* Begin Source text *

Re: [PATCH v2] panic: Add options to print system info when panic happens

From: Steven Rostedt
Date: Tue Nov 27 2018 - 13:23:25 EST


On Tue, 27 Nov 2018 15:15:20 +0800
Feng Tang <feng.tang@xxxxxxxxx> wrote:

> Kernel panic issues are always painful to debug, partially
> because it's not easy to get enough information of the
> context when panic happens.
>
> And we have ramoops and kdump for that, while this commit
> tries to provide a easier way to show the system info by adding
> a cmdline parameter, referring some idea from sysrq handler.
>
> Signed-off-by: Feng Tang <feng.tang@xxxxxxxxx>
> Cc: Thomas Gleixner <tglx@xxxxxxxxxxxxx>
> Cc: John Stultz <john.stultz@xxxxxxxxxx>
> Cc: Ingo Molnar <mingo@xxxxxxxxxx>
> Cc: Peter Zijlstra <peterz@xxxxxxxxxxxxx>
> Cc: Steven Rostedt <rostedt@xxxxxxxxxxx>
> ---
> Changelog:
> v2:
> - change text "dump/DUMP" to "print/PRINT" which
> is more accurate, suggested by Andrew Morton
> - add code to print ftrace buffer
>
> Documentation/admin-guide/kernel-parameters.txt | 8 +++++++
> kernel/panic.c | 28 +++++++++++++++++++++++++
> 2 files changed, 36 insertions(+)

* End Source text *
* Begin Raw data *

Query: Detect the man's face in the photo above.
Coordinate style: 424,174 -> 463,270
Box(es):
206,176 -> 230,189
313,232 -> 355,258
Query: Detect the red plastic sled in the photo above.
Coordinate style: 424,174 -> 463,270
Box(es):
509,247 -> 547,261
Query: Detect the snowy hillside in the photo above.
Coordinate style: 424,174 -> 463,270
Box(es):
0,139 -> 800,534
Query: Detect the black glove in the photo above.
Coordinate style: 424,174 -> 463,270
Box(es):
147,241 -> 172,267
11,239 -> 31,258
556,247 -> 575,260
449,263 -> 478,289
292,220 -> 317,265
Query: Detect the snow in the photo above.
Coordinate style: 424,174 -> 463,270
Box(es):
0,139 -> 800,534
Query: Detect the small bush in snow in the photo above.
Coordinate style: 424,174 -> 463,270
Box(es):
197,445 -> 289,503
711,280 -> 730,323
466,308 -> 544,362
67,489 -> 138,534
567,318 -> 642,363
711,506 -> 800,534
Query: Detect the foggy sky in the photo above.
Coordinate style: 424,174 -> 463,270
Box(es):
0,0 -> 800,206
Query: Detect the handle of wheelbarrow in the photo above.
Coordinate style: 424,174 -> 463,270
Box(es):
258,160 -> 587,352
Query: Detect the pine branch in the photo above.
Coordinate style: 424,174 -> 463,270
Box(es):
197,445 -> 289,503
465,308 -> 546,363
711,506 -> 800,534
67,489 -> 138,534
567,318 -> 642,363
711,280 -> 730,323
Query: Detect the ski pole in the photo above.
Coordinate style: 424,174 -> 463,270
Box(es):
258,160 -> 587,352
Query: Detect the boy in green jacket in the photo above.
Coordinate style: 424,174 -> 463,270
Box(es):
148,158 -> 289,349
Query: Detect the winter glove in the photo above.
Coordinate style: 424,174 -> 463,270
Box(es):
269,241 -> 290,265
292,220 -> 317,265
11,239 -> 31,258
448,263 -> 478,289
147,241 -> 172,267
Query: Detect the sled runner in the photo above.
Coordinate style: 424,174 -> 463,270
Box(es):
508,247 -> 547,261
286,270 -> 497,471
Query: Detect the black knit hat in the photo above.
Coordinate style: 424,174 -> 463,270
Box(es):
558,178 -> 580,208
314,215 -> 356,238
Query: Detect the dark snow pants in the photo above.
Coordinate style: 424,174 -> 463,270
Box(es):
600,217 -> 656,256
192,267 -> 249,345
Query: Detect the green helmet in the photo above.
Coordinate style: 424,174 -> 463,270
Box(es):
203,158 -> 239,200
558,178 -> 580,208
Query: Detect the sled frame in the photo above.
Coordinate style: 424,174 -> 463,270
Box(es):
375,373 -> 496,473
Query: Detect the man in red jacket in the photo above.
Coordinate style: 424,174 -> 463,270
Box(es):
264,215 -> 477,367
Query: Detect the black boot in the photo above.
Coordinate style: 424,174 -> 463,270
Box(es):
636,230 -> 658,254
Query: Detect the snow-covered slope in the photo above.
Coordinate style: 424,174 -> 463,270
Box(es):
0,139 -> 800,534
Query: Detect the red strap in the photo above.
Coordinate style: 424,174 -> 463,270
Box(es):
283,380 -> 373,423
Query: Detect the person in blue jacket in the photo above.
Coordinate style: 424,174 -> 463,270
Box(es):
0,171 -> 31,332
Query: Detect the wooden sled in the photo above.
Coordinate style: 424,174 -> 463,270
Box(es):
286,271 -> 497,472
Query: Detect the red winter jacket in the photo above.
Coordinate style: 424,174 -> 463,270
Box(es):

* End Raw data *

## Brief A:
Answer these questions from the panic-patch message:
(i) Which two existing tools does the patch description name for getting panic context?
(ii) Who suggested replacing "dump/DUMP" with "print/PRINT"?
(iii) How many lines does the patch add to kernel/panic.c?
## Brief B:
Pick up the panic-patch message after its final line and continue it.

## Exercise response A:
(i) ramoops and kdump
(ii) Andrew Morton
(iii) 28

## Exercise response B:
>
> diff --git a/Documentation/admin-guide/kernel-parameters.txt b/Documentation/admin-guide/kernel-parameters.txt
> index 19f4423..80c819a 100644
> --- a/Documentation/admin-guide/kernel-parameters.txt
> +++ b/Documentation/admin-guide/kernel-parameters.txt
> @@ -3081,6 +3081,14 @@
> timeout < 0: reboot immediately
> Format: <timeout>
>
> + panic_print= Bitmask for printing system info when panic happens.
> + User can chose combination of the following bits:
> + bit 0: print all tasks info
> + bit 1: print system memory info
> + bit 2: print timer info
> + bit 3: print locks info if CONFIG_LOCKDEP is on

> + bit 4: print ftrace buffer

Note, "ftrace_dump_on_oops" accomplishes the same thing.

Should this be a sysctl setting as well?

-- Steve

> +
> panic_on_warn panic() instead of WARN(). Useful to cause kdump
> on a WARN().
>
> diff --git a/kernel/panic.c b/kernel/panic.c
> index f6d549a..fb6ccd1 100644
> --- a/kernel/panic.c
> +++ b/kernel/panic.c
> @@ -45,6 +45,13 @@ int panic_on_warn __read_mostly;
> int panic_timeout = CONFIG_PANIC_TIMEOUT;
> EXPORT_SYMBOL_GPL(panic_timeout);
>
> +#define PANIC_PRINT_TASK_INFO 0x00000001
> +#define PANIC_PRINT_MEM_INFO 0x00000002
> +#define PANIC_PRINT_TIMER_INFO 0x00000004
> +#define PANIC_PRINT_LOCK_INFO 0x00000008
> +#define PANIC_PRINT_FTRACE_INFO 0x00000010
> +static unsigned long panic_print;
> +
> ATOMIC_NOTIFIER_HEAD(panic_notifier_list);
>
> EXPORT_SYMBOL(panic_notifier_list);
> @@ -124,6 +131,24 @@ void nmi_panic(struct pt_regs *regs, const char *msg)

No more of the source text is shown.